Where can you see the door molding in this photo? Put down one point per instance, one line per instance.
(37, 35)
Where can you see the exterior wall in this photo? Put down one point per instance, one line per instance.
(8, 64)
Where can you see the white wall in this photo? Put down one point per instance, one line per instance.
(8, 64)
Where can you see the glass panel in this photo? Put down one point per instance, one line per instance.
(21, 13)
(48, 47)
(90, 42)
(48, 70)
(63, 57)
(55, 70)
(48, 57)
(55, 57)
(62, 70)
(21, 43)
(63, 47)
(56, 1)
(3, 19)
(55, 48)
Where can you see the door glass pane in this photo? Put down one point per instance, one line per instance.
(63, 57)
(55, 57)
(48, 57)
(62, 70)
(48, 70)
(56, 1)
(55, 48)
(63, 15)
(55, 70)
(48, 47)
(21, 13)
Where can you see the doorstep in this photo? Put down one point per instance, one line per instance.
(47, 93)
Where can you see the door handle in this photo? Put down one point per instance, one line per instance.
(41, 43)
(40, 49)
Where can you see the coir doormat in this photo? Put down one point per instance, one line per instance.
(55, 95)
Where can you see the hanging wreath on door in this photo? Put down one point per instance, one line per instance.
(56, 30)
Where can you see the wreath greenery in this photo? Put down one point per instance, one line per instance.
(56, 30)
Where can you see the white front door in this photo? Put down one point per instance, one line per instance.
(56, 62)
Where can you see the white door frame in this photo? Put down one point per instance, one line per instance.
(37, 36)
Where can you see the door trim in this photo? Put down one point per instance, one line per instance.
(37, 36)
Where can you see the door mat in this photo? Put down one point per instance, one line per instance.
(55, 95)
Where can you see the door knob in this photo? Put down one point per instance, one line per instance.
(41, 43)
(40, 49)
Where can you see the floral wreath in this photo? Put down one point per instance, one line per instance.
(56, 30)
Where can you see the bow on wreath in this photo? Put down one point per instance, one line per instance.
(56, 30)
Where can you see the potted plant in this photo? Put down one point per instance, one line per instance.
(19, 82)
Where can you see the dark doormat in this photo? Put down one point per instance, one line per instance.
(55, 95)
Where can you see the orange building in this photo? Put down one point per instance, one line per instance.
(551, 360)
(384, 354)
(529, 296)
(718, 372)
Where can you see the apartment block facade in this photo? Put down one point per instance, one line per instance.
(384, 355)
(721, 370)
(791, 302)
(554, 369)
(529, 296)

# # # #

• DESCRIPTION OF THE TASK: Starting at the line that contains "Where can you see the door knob" and ending at the last line above, write out every line again in full, moving each coordinate in the points by -134.

• OUTPUT FOR THIS TASK:
Where can you see the door knob in this photo? Put down one point per instance, one line per instance.
(-93, -91)
(-94, -85)
Where can you see the floral wreath in this photo? Put down one point per instance, one line per instance.
(-78, -104)
Where can you see the bow on wreath in this photo? Put down one point per instance, one line per instance.
(-78, -104)
Where can you see the potted plant in this photo? Put down one point per instance, one line per instance.
(-115, -52)
Where can you see the dark doormat in this photo? Put down one point per instance, one line per instance.
(-79, -39)
Where can you see the orange building in this photo? Put down one point per instance, one line per instance.
(417, 226)
(250, 220)
(395, 162)
(584, 238)
Where can you see the apartment block facade in this photo? Put down one point per instance, one line per instance.
(250, 221)
(587, 236)
(657, 168)
(420, 235)
(395, 162)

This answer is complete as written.